• _Text extract_

** BEGIN **

My Lords, as I have stated throughout the Bill’s progress through the House, I would like to acknowledge at the outset the importance of the islands to Chagossians as well as the different views within the Chagossian community on their future. This Government deeply regret the way the Chagossians were removed from the islands. We are committed to building a relationship with the Chagossian community that is built on respect and an acknowledgment of the wrongs of the past.
I also acknowledge the strength of feeling in this House on addressing the range of issues raised by Chagossian communities here in the UK and in other parts of the world. In this context, I thank the IRDC for undertaking its recent review and publishing its report on the views of the Chagossian community regarding the UK-Mauritius agreement on the Chagos archipelago, including Diego Garcia. As the report acknowledges, there is a wide range of diverse views among the Chagossian community, and I thank the noble Lord for introducing the report.
Such diversity of views is vital when considering Amendments 2, 9, 12, 13, 18, 19, 20, 23, 25, 32, 33, 33A and 55, which pertain to engagement and consultation with the Chagossian communities. I agree with those in this House who say that transparency and frankness with the Chagossian community is vital. That is why I have resisted some of the discussions around consultations and referendums. To give the impression that a consultation or referendum can elicit a change to a treaty that has already been negotiated and signed in a state-to-state negotiation is wrong.
The negotiations on the treaty were necessarily state to state, with our priority being to secure the full operation of the base on Diego Garcia. That is what we have done. This deal will protect our national security for generations and ensure that the UK keeps unique and vital capabilities to deal with a range of threats.

** END **

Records
** BEGIN **

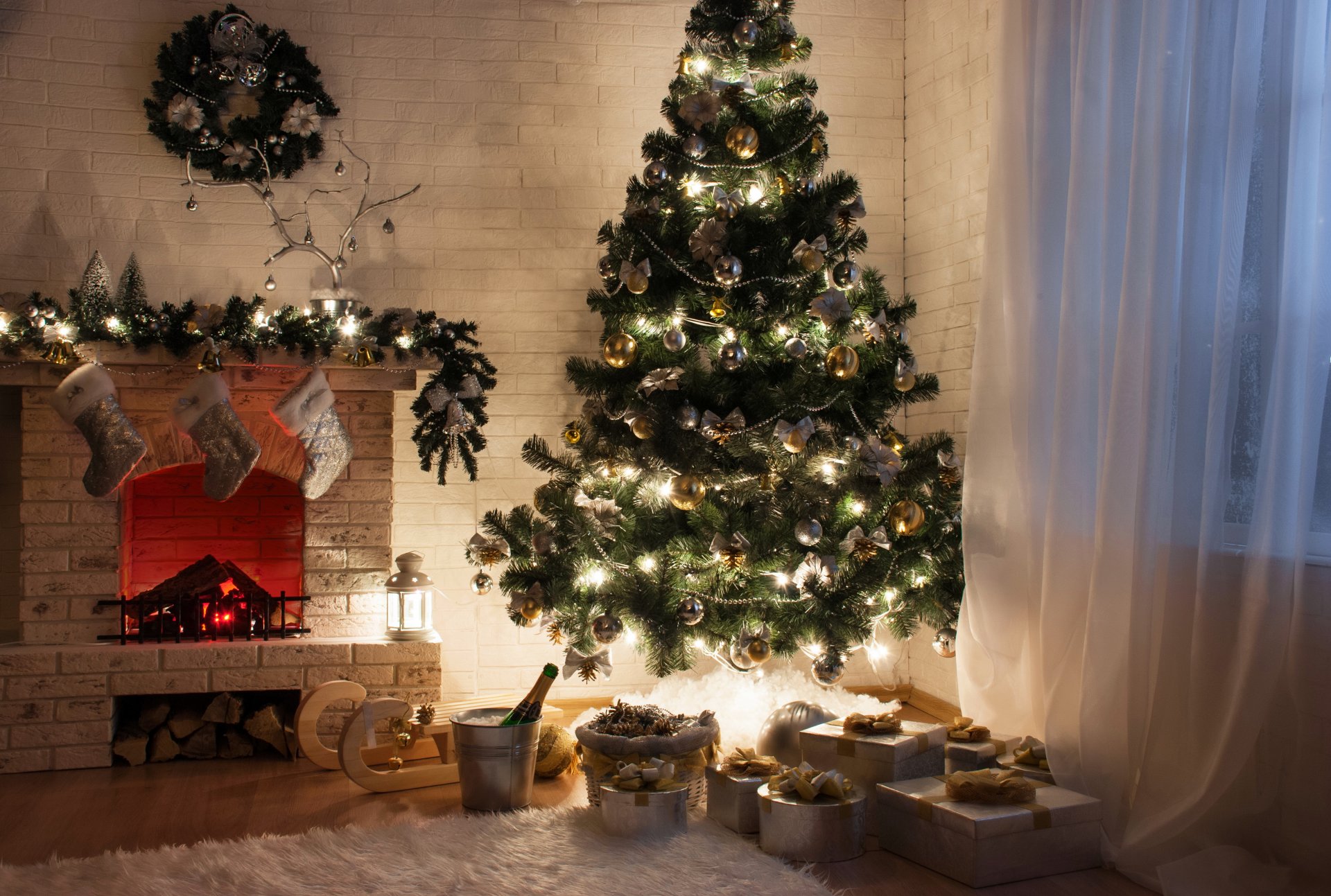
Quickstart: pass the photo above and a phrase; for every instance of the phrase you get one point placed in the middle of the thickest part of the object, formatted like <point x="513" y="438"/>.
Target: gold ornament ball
<point x="642" y="428"/>
<point x="532" y="608"/>
<point x="905" y="517"/>
<point x="687" y="491"/>
<point x="742" y="140"/>
<point x="843" y="362"/>
<point x="619" y="351"/>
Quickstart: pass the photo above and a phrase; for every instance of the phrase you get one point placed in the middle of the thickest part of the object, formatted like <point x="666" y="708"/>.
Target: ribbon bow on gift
<point x="819" y="569"/>
<point x="652" y="775"/>
<point x="587" y="666"/>
<point x="745" y="762"/>
<point x="863" y="547"/>
<point x="662" y="380"/>
<point x="830" y="308"/>
<point x="795" y="436"/>
<point x="846" y="216"/>
<point x="882" y="459"/>
<point x="882" y="723"/>
<point x="730" y="202"/>
<point x="964" y="730"/>
<point x="487" y="550"/>
<point x="808" y="783"/>
<point x="450" y="403"/>
<point x="722" y="429"/>
<point x="732" y="550"/>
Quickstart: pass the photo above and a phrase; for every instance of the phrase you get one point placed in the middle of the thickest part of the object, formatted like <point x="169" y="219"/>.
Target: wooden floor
<point x="85" y="812"/>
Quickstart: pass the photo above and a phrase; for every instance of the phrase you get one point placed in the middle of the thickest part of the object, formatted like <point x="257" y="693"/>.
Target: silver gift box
<point x="645" y="814"/>
<point x="982" y="843"/>
<point x="732" y="800"/>
<point x="826" y="829"/>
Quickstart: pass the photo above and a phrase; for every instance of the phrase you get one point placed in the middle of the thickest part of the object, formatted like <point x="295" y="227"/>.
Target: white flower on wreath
<point x="185" y="112"/>
<point x="302" y="118"/>
<point x="237" y="155"/>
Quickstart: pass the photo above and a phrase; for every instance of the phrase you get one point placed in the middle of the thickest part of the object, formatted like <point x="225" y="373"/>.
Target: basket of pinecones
<point x="627" y="734"/>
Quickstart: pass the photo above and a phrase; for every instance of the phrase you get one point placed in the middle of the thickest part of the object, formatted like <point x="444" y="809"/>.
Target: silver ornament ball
<point x="727" y="270"/>
<point x="828" y="669"/>
<point x="946" y="642"/>
<point x="691" y="611"/>
<point x="808" y="532"/>
<point x="607" y="629"/>
<point x="732" y="355"/>
<point x="675" y="340"/>
<point x="781" y="734"/>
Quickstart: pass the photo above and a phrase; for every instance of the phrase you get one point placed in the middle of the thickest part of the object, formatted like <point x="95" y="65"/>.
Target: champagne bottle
<point x="530" y="708"/>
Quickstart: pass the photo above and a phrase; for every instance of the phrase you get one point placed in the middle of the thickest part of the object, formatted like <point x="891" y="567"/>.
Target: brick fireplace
<point x="60" y="685"/>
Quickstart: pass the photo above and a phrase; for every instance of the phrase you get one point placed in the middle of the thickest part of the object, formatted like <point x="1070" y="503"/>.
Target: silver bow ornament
<point x="662" y="380"/>
<point x="727" y="204"/>
<point x="450" y="403"/>
<point x="830" y="308"/>
<point x="602" y="513"/>
<point x="882" y="459"/>
<point x="846" y="216"/>
<point x="722" y="429"/>
<point x="815" y="570"/>
<point x="589" y="667"/>
<point x="795" y="436"/>
<point x="862" y="546"/>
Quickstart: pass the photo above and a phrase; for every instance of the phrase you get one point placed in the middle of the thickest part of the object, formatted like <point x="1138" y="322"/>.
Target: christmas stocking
<point x="204" y="413"/>
<point x="308" y="413"/>
<point x="87" y="398"/>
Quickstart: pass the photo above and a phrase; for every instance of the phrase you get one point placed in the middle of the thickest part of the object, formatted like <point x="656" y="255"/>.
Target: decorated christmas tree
<point x="736" y="485"/>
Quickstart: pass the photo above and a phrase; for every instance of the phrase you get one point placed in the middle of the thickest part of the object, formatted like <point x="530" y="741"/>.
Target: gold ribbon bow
<point x="964" y="730"/>
<point x="795" y="436"/>
<point x="863" y="723"/>
<point x="722" y="429"/>
<point x="808" y="783"/>
<point x="864" y="547"/>
<point x="732" y="552"/>
<point x="745" y="762"/>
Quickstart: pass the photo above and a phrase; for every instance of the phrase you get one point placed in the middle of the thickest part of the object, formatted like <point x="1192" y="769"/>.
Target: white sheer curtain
<point x="1147" y="420"/>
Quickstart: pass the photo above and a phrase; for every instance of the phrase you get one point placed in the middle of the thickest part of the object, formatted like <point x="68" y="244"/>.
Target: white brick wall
<point x="522" y="120"/>
<point x="947" y="175"/>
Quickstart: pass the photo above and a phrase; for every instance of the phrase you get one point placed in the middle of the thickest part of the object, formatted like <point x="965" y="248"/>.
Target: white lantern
<point x="410" y="601"/>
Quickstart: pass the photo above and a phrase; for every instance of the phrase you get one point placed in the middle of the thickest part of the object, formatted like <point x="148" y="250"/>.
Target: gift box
<point x="645" y="812"/>
<point x="982" y="843"/>
<point x="972" y="755"/>
<point x="821" y="829"/>
<point x="732" y="799"/>
<point x="868" y="759"/>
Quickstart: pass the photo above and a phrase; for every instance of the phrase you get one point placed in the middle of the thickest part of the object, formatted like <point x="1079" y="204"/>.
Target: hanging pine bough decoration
<point x="238" y="98"/>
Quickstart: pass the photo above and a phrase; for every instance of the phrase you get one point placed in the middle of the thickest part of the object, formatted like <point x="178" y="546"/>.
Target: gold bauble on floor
<point x="905" y="517"/>
<point x="687" y="491"/>
<point x="619" y="351"/>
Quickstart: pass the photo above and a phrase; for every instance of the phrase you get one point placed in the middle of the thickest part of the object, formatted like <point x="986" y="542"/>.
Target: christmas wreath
<point x="237" y="98"/>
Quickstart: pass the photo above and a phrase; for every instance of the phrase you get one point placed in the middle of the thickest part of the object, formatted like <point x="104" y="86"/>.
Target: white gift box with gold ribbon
<point x="867" y="759"/>
<point x="984" y="843"/>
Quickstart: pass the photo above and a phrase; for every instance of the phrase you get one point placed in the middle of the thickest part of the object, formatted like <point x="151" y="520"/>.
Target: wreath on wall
<point x="237" y="99"/>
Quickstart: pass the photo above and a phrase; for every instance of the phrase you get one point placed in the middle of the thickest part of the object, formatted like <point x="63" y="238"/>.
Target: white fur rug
<point x="538" y="851"/>
<point x="743" y="702"/>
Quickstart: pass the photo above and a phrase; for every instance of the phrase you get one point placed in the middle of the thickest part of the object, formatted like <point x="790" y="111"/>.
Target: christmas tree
<point x="736" y="486"/>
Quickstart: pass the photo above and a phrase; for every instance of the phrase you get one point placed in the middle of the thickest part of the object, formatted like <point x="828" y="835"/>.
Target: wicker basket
<point x="691" y="750"/>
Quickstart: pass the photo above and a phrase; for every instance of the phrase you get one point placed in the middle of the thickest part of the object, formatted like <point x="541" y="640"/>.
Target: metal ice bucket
<point x="496" y="764"/>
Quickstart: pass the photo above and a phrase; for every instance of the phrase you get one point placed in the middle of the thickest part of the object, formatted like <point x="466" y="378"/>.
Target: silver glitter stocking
<point x="328" y="450"/>
<point x="116" y="446"/>
<point x="229" y="450"/>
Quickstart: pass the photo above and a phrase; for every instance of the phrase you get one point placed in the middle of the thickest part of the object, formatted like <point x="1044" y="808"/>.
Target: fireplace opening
<point x="229" y="725"/>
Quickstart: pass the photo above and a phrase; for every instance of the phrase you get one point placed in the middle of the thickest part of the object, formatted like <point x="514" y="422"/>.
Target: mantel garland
<point x="214" y="62"/>
<point x="450" y="409"/>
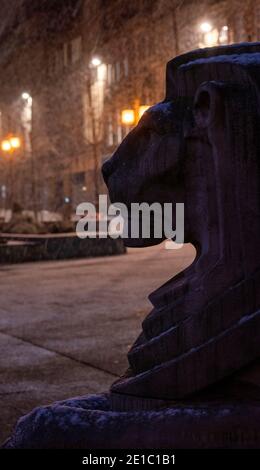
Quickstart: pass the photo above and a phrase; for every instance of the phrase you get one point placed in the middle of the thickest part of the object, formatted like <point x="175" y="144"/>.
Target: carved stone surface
<point x="200" y="146"/>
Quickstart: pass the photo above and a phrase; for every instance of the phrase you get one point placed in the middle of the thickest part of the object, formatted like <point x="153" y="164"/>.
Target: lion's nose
<point x="107" y="170"/>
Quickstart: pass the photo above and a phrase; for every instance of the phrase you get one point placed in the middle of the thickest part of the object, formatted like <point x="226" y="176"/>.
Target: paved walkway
<point x="66" y="326"/>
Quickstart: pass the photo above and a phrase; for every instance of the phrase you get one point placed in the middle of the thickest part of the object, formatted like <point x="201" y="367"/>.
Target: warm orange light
<point x="142" y="110"/>
<point x="128" y="116"/>
<point x="15" y="142"/>
<point x="6" y="146"/>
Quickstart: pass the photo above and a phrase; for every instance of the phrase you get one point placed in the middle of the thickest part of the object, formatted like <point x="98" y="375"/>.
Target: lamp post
<point x="94" y="63"/>
<point x="9" y="146"/>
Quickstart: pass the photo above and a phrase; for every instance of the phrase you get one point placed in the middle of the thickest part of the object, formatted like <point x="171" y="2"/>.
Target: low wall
<point x="22" y="248"/>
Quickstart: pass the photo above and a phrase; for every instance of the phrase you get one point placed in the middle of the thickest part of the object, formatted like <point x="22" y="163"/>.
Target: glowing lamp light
<point x="95" y="61"/>
<point x="6" y="146"/>
<point x="211" y="38"/>
<point x="206" y="27"/>
<point x="128" y="116"/>
<point x="15" y="142"/>
<point x="142" y="110"/>
<point x="25" y="96"/>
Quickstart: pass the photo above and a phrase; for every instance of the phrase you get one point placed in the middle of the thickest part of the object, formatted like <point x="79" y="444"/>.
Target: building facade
<point x="76" y="75"/>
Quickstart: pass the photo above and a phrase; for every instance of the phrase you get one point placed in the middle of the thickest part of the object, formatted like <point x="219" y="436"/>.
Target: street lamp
<point x="95" y="61"/>
<point x="6" y="146"/>
<point x="10" y="144"/>
<point x="206" y="27"/>
<point x="130" y="117"/>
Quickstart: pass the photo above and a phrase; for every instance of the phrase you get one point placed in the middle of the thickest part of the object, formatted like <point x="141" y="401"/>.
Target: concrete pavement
<point x="66" y="326"/>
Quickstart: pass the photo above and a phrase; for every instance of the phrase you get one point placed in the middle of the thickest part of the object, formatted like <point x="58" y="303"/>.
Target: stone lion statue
<point x="200" y="146"/>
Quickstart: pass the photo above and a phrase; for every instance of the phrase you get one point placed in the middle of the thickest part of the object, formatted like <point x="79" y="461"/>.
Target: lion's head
<point x="199" y="146"/>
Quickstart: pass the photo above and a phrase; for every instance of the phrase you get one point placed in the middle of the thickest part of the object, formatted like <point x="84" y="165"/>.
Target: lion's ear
<point x="208" y="104"/>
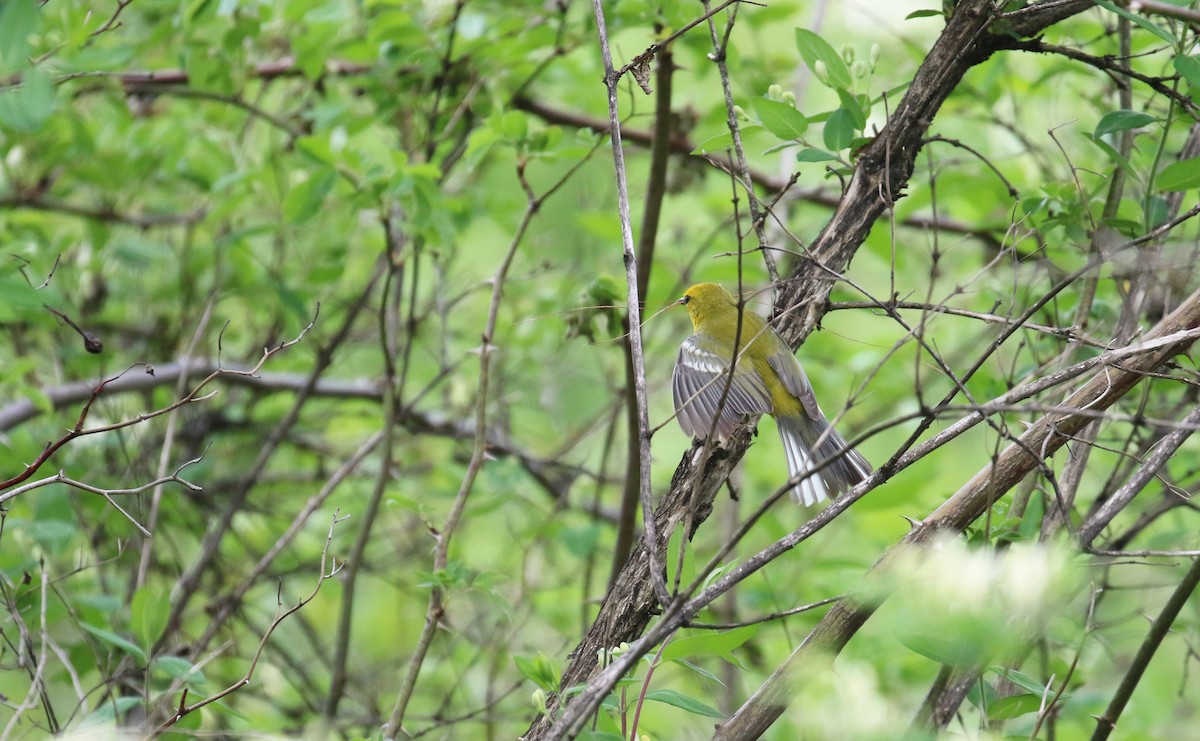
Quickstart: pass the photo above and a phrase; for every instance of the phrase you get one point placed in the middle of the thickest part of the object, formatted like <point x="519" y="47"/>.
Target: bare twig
<point x="184" y="709"/>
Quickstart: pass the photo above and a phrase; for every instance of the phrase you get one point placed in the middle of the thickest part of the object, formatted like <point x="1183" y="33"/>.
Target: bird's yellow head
<point x="708" y="301"/>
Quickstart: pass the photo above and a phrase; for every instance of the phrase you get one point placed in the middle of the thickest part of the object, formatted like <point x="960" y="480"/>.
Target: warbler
<point x="767" y="379"/>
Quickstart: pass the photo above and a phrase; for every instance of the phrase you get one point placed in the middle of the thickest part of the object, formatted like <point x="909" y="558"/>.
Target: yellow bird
<point x="767" y="379"/>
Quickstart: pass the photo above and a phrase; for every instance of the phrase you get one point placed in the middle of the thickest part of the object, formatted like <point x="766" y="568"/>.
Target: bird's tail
<point x="847" y="467"/>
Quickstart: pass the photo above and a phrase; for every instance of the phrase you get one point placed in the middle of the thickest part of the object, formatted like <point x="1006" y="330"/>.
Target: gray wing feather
<point x="789" y="371"/>
<point x="697" y="385"/>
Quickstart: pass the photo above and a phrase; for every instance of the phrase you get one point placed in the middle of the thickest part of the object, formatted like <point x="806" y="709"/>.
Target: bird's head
<point x="708" y="301"/>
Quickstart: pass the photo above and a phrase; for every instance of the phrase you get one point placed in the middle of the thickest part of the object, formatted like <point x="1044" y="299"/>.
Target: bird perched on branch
<point x="766" y="379"/>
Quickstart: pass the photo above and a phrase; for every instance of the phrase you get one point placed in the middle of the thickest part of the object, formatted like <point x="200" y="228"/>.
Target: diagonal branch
<point x="1047" y="435"/>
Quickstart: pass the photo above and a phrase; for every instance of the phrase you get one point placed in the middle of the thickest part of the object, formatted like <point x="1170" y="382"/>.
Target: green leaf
<point x="111" y="638"/>
<point x="18" y="20"/>
<point x="587" y="734"/>
<point x="853" y="107"/>
<point x="1122" y="120"/>
<point x="1188" y="67"/>
<point x="1139" y="19"/>
<point x="1006" y="709"/>
<point x="304" y="200"/>
<point x="723" y="142"/>
<point x="709" y="644"/>
<point x="949" y="651"/>
<point x="179" y="668"/>
<point x="540" y="669"/>
<point x="684" y="703"/>
<point x="839" y="130"/>
<point x="109" y="710"/>
<point x="1180" y="175"/>
<point x="815" y="155"/>
<point x="28" y="106"/>
<point x="148" y="614"/>
<point x="780" y="119"/>
<point x="1020" y="679"/>
<point x="814" y="49"/>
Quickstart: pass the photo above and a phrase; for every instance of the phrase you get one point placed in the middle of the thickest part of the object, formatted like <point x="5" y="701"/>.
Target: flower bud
<point x="821" y="71"/>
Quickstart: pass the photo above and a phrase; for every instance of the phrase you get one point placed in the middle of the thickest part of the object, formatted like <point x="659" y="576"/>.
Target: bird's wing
<point x="790" y="372"/>
<point x="699" y="383"/>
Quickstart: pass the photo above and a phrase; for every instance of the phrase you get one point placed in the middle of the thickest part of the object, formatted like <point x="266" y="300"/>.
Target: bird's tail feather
<point x="847" y="467"/>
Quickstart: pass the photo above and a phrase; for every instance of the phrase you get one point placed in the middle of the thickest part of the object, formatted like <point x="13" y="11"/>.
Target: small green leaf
<point x="1189" y="67"/>
<point x="839" y="130"/>
<point x="853" y="107"/>
<point x="1139" y="19"/>
<point x="684" y="703"/>
<point x="27" y="107"/>
<point x="1180" y="175"/>
<point x="781" y="119"/>
<point x="723" y="142"/>
<point x="1122" y="120"/>
<point x="1006" y="709"/>
<point x="18" y="20"/>
<point x="148" y="614"/>
<point x="540" y="669"/>
<point x="814" y="49"/>
<point x="111" y="638"/>
<point x="109" y="710"/>
<point x="587" y="734"/>
<point x="815" y="155"/>
<point x="179" y="668"/>
<point x="1021" y="680"/>
<point x="708" y="643"/>
<point x="943" y="650"/>
<point x="305" y="199"/>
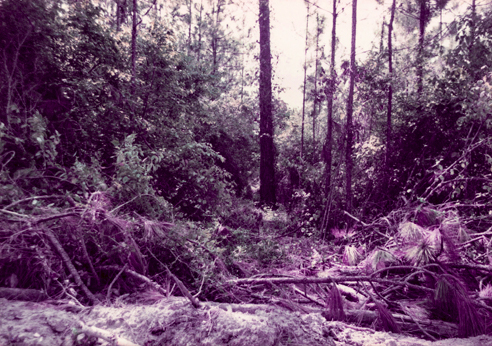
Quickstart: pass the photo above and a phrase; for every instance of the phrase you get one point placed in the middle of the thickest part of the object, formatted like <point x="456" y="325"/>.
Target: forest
<point x="145" y="144"/>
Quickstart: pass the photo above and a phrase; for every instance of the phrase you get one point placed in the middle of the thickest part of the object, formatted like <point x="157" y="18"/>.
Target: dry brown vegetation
<point x="419" y="270"/>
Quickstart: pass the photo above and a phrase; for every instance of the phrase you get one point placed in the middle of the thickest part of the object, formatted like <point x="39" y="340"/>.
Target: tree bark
<point x="350" y="110"/>
<point x="423" y="18"/>
<point x="267" y="157"/>
<point x="134" y="45"/>
<point x="316" y="98"/>
<point x="329" y="96"/>
<point x="304" y="85"/>
<point x="390" y="94"/>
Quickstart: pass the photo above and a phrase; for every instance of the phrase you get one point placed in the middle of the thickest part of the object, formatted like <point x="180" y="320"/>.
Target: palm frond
<point x="335" y="305"/>
<point x="351" y="256"/>
<point x="386" y="319"/>
<point x="410" y="232"/>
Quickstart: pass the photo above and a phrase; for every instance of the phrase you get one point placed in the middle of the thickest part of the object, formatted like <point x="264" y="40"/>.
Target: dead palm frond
<point x="410" y="232"/>
<point x="386" y="319"/>
<point x="351" y="256"/>
<point x="426" y="249"/>
<point x="380" y="258"/>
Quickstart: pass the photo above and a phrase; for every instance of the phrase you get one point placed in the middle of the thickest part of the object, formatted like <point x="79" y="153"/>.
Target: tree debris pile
<point x="419" y="271"/>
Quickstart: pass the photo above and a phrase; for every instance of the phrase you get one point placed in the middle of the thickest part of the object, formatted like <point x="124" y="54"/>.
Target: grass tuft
<point x="452" y="303"/>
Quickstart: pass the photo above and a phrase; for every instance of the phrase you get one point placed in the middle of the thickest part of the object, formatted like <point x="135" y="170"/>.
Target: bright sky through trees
<point x="288" y="37"/>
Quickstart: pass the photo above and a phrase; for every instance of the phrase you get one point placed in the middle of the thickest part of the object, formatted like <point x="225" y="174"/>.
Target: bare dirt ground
<point x="174" y="321"/>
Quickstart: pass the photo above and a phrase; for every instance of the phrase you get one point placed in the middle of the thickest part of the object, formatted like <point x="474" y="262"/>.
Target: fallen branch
<point x="183" y="289"/>
<point x="22" y="294"/>
<point x="145" y="279"/>
<point x="103" y="334"/>
<point x="66" y="259"/>
<point x="311" y="280"/>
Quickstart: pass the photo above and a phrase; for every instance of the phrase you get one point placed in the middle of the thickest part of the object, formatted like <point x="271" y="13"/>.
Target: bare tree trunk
<point x="390" y="94"/>
<point x="199" y="48"/>
<point x="420" y="58"/>
<point x="267" y="157"/>
<point x="190" y="14"/>
<point x="329" y="95"/>
<point x="315" y="103"/>
<point x="350" y="110"/>
<point x="134" y="46"/>
<point x="304" y="85"/>
<point x="215" y="37"/>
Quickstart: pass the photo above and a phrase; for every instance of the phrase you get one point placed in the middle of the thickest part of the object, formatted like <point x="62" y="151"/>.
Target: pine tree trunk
<point x="267" y="150"/>
<point x="420" y="59"/>
<point x="390" y="94"/>
<point x="315" y="103"/>
<point x="329" y="96"/>
<point x="350" y="110"/>
<point x="190" y="14"/>
<point x="304" y="85"/>
<point x="134" y="45"/>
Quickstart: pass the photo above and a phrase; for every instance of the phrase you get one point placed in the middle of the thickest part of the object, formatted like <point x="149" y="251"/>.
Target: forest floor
<point x="174" y="321"/>
<point x="416" y="277"/>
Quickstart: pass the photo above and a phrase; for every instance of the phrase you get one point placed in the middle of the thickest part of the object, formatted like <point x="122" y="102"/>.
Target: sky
<point x="288" y="21"/>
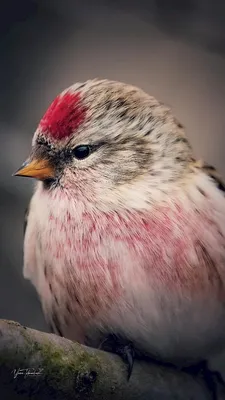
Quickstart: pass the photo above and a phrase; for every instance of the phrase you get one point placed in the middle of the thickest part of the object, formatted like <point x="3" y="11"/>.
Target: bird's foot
<point x="124" y="349"/>
<point x="212" y="378"/>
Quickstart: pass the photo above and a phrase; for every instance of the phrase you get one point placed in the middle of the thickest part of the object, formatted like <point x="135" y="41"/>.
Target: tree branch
<point x="43" y="366"/>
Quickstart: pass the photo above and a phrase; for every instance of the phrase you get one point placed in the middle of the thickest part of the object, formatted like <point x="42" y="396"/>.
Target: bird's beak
<point x="36" y="168"/>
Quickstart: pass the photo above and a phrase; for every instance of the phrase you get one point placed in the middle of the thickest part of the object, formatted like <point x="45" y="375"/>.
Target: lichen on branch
<point x="43" y="366"/>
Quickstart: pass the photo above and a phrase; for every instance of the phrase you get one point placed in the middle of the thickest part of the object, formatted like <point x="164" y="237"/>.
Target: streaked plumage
<point x="130" y="240"/>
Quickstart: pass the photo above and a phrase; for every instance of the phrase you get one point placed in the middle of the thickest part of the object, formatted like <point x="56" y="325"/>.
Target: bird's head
<point x="102" y="137"/>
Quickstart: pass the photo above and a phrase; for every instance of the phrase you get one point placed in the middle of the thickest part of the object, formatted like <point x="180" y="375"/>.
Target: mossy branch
<point x="42" y="366"/>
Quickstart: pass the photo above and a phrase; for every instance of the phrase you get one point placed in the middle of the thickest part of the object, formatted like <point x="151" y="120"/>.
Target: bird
<point x="125" y="231"/>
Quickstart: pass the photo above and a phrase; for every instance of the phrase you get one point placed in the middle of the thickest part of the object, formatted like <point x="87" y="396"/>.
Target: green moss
<point x="74" y="369"/>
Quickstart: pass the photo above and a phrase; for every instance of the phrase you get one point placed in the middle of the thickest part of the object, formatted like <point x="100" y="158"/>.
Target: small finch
<point x="125" y="232"/>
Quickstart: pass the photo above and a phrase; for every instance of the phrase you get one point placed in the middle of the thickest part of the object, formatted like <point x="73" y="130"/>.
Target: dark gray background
<point x="175" y="50"/>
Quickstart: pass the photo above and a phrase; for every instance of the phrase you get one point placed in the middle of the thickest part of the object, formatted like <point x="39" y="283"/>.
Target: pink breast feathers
<point x="64" y="116"/>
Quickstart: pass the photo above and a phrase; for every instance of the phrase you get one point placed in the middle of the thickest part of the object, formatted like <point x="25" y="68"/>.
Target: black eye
<point x="81" y="151"/>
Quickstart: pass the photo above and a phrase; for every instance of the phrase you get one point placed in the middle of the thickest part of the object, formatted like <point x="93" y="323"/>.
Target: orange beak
<point x="39" y="169"/>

** END **

• _Exercise instructions_
- 1) Copy out the Chagos speech word for word, in full.
- 2) Pull out every line of the rows that contains the string "bare", treating uppercase and lowercase letters as different.
The Chagos speech and the rows come from unrelated sources.

• _Set of answers_
- 1)
My Lords, as I have stated throughout the Bill’s progress through the House, I would like to acknowledge at the outset the importance of the islands to Chagossians as well as the different views within the Chagossian community on their future. This Government deeply regret the way the Chagossians were removed from the islands. We are committed to building a relationship with the Chagossian community that is built on respect and an acknowledgment of the wrongs of the past.
I also acknowledge the strength of feeling in this House on addressing the range of issues raised by Chagossian communities here in the UK and in other parts of the world. In this context, I thank the IRDC for undertaking its recent review and publishing its report on the views of the Chagossian community regarding the UK-Mauritius agreement on the Chagos archipelago, including Diego Garcia. As the report acknowledges, there is a wide range of diverse views among the Chagossian community, and I thank the noble Lord for introducing the report.
Such diversity of views is vital when considering Amendments 2, 9, 12, 13, 18, 19, 20, 23, 25, 32, 33, 33A and 55, which pertain to engagement and consultation with the Chagossian communities. I agree with those in this House who say that transparency and frankness with the Chagossian community is vital. That is why I have resisted some of the discussions around consultations and referendums. To give the impression that a consultation or referendum can elicit a change to a treaty that has already been negotiated and signed in a state-to-state negotiation is wrong.
The negotiations on the treaty were necessarily state to state, with our priority being to secure the full operation of the base on Diego Garcia. That is what we have done. This deal will protect our national security for generations and ensure that the UK keeps unique and vital capabilities to deal with a range of threats.

- 2)
Target: bare twig
Target: bare dirt ground
Target: bare tree trunk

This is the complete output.